▸ PROBLEM STATEMENT:
Take every line in the entries that includes the word "circular" and copy it.

Data extracted from a collection:
-*-

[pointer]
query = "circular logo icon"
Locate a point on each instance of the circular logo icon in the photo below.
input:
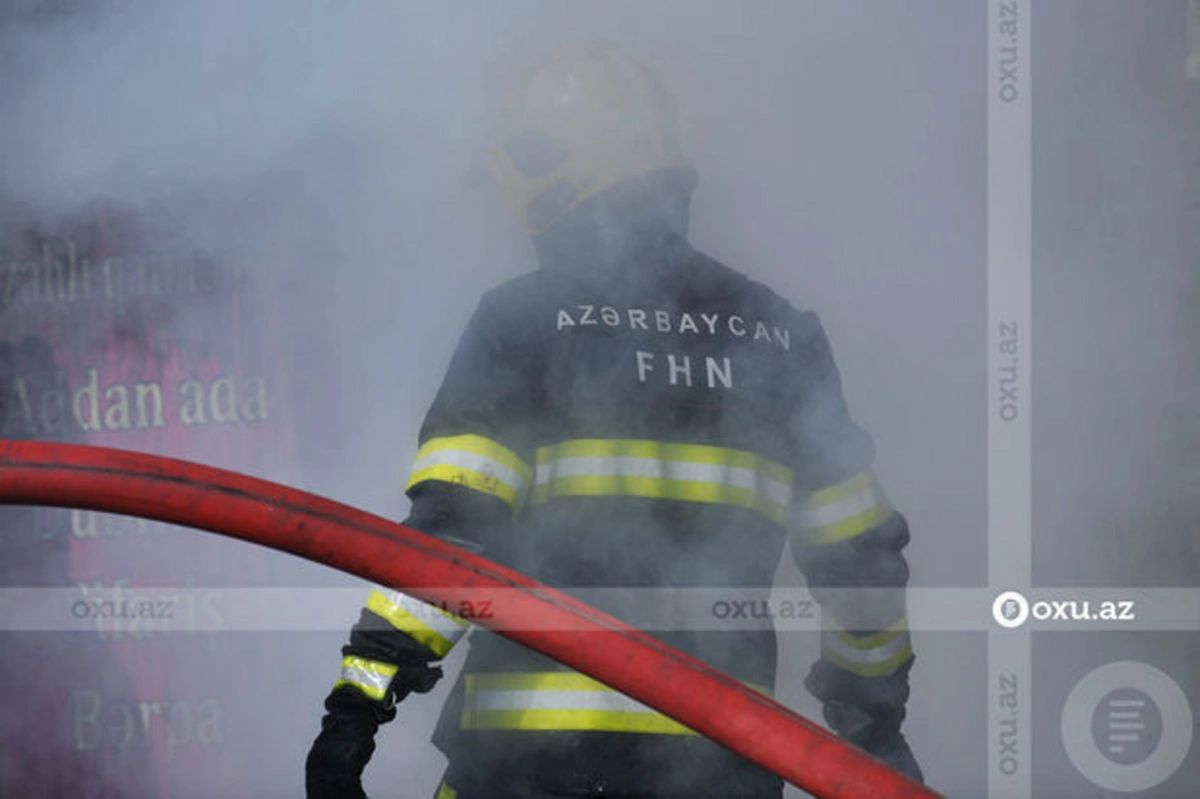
(1127, 726)
(1011, 610)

-*-

▸ SOLUTION FOR THIS PROBLEM:
query = "circular logo icon"
Locate a point on each instance of the circular logo icon in the photo below.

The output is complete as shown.